— start —

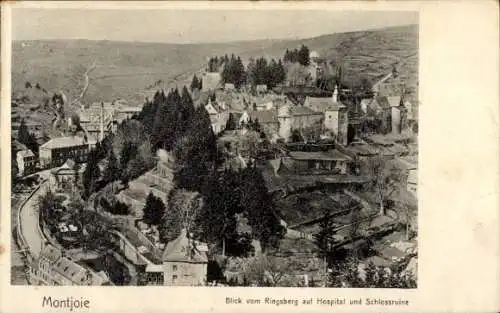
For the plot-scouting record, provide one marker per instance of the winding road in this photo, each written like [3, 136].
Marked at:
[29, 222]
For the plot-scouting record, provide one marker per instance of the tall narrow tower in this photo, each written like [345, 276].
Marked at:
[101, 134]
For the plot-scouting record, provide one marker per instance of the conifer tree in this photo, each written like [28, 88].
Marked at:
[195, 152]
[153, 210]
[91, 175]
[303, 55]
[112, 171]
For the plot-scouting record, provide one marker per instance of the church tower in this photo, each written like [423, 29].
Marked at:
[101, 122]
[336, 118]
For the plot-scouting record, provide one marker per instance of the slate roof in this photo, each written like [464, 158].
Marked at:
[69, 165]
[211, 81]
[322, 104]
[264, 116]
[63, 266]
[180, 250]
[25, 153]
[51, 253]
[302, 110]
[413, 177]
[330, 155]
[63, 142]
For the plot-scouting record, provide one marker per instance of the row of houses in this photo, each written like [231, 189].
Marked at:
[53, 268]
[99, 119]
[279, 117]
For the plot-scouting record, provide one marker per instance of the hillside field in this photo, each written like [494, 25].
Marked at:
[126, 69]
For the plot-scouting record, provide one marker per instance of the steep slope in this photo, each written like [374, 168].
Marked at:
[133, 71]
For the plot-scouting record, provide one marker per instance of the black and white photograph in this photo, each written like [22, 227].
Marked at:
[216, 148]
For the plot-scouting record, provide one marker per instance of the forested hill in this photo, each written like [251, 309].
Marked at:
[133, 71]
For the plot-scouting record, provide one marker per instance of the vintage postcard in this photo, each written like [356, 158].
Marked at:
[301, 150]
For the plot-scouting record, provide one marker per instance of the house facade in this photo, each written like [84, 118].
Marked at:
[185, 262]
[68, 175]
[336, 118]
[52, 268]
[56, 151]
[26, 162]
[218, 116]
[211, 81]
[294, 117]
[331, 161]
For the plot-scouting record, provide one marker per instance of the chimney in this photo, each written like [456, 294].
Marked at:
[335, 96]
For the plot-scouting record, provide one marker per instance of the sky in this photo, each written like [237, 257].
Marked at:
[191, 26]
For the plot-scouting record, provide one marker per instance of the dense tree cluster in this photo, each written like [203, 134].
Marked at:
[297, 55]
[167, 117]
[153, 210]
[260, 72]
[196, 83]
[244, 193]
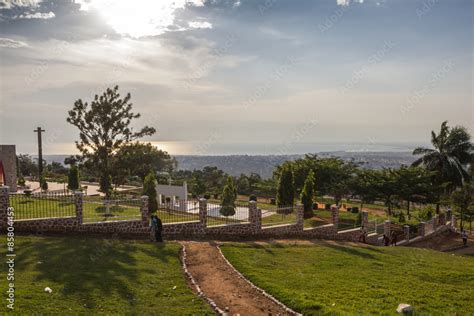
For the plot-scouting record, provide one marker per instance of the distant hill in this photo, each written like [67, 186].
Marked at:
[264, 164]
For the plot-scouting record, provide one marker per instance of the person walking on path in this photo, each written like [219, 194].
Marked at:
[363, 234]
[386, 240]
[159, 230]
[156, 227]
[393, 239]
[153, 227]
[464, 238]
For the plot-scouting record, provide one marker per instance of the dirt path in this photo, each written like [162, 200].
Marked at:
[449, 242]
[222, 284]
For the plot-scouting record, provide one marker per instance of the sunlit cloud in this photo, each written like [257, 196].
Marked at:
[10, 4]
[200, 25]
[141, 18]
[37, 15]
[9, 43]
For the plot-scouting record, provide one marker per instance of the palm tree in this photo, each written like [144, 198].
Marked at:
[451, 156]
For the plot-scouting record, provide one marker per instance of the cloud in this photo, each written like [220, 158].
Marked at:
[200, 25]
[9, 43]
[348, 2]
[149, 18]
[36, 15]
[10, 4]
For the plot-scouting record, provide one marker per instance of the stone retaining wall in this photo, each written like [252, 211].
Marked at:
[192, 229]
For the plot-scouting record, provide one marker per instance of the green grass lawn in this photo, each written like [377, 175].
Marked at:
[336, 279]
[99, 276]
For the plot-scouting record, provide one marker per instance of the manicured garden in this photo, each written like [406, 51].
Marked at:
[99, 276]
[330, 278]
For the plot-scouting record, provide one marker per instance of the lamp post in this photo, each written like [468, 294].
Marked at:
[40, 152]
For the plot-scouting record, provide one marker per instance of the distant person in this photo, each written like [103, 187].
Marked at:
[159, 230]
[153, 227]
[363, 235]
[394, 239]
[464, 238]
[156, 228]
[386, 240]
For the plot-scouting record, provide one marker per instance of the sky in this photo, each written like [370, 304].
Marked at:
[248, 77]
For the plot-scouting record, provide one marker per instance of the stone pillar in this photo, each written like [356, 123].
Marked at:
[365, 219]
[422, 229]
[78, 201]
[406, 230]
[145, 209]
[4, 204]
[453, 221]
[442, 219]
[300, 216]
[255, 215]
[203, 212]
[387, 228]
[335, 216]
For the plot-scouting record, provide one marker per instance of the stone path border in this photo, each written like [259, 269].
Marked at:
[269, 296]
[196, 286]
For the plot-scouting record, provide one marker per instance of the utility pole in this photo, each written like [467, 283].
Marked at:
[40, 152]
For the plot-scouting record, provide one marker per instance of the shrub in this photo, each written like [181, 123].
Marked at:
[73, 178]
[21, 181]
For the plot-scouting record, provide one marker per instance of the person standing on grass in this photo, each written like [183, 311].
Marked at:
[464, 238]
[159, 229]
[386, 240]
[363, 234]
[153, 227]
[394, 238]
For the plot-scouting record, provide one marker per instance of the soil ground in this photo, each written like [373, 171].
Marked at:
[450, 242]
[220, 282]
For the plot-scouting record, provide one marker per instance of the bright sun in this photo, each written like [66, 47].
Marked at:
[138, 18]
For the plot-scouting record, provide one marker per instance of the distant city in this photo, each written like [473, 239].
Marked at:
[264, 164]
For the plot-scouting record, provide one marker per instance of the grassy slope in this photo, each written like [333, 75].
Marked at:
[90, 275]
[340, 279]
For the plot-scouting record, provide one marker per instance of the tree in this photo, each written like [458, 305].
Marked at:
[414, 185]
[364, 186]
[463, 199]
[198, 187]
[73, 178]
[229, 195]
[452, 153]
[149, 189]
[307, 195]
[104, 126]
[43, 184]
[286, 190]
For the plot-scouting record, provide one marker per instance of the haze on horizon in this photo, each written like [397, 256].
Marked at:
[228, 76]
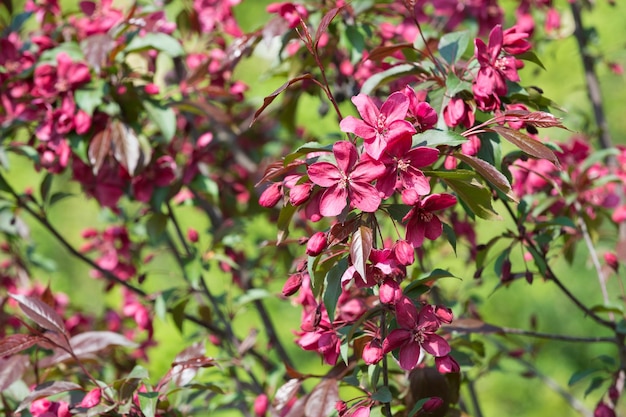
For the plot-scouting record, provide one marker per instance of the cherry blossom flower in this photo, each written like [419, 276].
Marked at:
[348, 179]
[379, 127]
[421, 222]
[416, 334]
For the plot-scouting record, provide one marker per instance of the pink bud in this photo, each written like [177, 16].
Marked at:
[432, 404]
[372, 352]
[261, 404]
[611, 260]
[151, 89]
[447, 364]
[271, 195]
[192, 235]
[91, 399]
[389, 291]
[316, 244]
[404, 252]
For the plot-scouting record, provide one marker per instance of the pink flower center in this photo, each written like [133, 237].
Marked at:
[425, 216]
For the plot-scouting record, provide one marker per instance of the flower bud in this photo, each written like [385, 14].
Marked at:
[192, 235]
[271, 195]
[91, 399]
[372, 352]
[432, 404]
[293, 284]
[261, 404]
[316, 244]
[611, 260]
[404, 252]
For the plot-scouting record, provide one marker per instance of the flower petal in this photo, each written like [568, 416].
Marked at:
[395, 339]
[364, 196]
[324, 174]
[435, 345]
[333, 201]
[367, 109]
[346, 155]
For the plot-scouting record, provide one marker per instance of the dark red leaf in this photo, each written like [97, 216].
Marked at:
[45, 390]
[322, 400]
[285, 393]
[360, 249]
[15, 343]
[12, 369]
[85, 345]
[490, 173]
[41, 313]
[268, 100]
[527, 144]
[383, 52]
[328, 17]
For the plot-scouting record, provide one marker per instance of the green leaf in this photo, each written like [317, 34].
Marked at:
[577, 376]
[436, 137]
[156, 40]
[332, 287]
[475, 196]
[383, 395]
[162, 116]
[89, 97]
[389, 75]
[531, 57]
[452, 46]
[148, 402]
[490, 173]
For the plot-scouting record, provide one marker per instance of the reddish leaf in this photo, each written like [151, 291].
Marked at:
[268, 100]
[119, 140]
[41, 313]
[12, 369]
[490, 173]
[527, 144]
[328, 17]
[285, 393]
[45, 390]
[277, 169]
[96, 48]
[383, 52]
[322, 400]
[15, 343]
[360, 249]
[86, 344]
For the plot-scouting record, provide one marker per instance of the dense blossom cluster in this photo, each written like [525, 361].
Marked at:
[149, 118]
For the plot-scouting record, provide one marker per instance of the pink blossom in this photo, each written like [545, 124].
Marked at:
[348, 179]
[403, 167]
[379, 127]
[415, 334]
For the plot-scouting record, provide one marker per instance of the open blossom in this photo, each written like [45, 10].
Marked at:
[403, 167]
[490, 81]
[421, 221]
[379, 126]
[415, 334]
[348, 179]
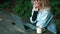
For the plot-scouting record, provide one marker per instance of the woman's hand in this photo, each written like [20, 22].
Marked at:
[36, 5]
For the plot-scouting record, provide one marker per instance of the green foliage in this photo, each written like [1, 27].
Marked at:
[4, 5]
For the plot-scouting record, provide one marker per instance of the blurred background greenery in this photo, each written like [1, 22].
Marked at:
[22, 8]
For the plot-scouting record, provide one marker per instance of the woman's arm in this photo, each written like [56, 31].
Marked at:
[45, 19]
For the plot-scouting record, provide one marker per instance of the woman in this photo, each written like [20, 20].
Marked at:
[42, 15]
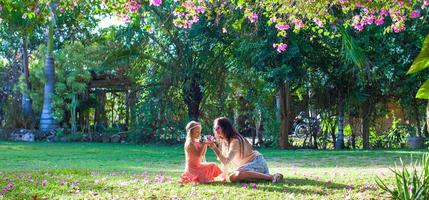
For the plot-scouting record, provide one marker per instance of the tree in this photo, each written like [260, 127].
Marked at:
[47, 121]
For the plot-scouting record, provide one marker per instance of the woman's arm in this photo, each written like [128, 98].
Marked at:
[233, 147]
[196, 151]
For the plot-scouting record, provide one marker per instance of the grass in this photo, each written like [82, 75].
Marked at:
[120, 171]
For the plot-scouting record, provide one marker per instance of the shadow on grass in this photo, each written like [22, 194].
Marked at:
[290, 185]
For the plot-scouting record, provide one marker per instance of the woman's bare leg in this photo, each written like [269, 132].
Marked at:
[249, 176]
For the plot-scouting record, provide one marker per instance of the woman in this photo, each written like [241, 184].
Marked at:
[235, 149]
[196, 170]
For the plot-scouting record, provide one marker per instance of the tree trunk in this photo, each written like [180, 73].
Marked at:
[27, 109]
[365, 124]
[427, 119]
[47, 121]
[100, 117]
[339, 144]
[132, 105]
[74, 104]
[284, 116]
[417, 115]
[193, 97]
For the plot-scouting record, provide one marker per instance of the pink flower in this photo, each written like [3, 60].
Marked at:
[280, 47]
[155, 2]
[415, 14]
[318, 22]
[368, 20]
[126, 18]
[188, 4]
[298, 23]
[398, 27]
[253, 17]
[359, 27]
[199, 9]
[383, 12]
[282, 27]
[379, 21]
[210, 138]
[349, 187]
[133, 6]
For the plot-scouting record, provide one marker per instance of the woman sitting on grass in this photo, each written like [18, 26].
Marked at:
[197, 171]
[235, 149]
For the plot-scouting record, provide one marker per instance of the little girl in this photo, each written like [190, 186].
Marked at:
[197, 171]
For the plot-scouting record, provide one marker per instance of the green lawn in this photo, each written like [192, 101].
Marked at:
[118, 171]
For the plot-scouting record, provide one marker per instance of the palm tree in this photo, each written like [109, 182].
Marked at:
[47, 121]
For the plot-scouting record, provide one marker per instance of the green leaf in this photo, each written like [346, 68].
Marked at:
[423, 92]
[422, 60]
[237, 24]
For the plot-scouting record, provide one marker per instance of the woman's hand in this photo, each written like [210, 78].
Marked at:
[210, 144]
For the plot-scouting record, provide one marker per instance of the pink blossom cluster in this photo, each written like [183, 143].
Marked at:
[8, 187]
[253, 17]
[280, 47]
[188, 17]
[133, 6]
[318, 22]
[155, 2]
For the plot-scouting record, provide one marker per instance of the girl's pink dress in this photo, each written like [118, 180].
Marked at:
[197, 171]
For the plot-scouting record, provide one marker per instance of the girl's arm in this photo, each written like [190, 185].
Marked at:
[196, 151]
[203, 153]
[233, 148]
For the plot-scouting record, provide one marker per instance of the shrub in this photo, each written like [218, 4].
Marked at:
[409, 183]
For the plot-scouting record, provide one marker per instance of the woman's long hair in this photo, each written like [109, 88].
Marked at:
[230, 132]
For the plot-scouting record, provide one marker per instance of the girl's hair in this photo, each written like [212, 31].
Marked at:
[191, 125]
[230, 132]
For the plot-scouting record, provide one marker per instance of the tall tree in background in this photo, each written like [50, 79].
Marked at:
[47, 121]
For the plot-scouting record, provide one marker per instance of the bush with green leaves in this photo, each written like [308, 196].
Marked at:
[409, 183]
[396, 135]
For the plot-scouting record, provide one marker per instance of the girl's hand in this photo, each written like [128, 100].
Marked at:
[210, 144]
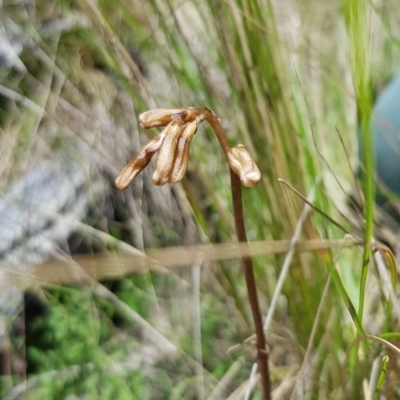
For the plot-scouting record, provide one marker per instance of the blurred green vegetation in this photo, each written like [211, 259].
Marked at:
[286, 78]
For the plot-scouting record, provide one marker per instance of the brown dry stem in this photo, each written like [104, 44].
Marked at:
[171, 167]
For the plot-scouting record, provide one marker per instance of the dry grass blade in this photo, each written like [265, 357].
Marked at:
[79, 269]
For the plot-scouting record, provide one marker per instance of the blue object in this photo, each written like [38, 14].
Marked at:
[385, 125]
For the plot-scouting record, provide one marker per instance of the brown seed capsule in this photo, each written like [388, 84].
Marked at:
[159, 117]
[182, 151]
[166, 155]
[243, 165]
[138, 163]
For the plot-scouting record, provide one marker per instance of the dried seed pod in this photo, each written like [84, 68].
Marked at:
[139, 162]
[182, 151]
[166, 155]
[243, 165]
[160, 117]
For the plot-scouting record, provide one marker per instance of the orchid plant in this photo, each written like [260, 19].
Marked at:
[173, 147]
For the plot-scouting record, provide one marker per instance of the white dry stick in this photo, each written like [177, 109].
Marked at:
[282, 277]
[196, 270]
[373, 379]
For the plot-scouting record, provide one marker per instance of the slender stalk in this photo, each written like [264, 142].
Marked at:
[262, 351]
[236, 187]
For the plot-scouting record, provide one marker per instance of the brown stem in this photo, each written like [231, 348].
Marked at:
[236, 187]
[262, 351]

— end —

*Exercise objective:*
Copy out the part of the material that opens with the line containing "like [128, 100]." and runs through the end of the material, keeping every line exactly as it stands. Leave the pictures out of your copy.

*Solution to the exercise:*
For the plot-scouting record, provide one marker per instance of the girl's hand in this photo, each written like [128, 100].
Marked at:
[210, 144]
For the plot-scouting record, provide one marker per instance of the blurred green vegetation in this photo, each written like [211, 259].
Marked at:
[286, 78]
For the plot-scouting record, provide one marker per instance of the brown dry stem in this photo, each written like [104, 44].
Marked at:
[171, 167]
For the plot-scouting record, provide one marker per instance of the dry grass blade in this photo, each written like [265, 357].
Marked at:
[79, 269]
For the plot-scouting record, provide one marker per instance of the blue object in this photo, each written like [38, 14].
Marked at:
[385, 125]
For the plot-scouting record, provide one marker per instance of the brown seed capsule in this photo, each written like [388, 84].
Marked at:
[159, 117]
[182, 151]
[166, 155]
[243, 165]
[138, 163]
For the plot-scouting record, provide one marker per instance of the dried seed pod in this photo, each written like [84, 68].
Marked at:
[139, 162]
[182, 151]
[166, 155]
[243, 165]
[160, 117]
For the plot-scouting record, provide one marker per instance of the orchid plant in this photo, each written like [260, 19].
Marked at:
[173, 147]
For the plot-scouting record, provide one marker per instance of the white dry stick in this photo, each written like [177, 109].
Marked at:
[282, 277]
[196, 270]
[373, 379]
For the plot-scouting record, provide one marker per instance of the slender stalk in this photo, each written like [264, 142].
Marked at:
[262, 351]
[236, 187]
For the plot-scouting record, provide one marker per instance of the brown stem in this photo, each written like [231, 348].
Marked at:
[236, 187]
[262, 351]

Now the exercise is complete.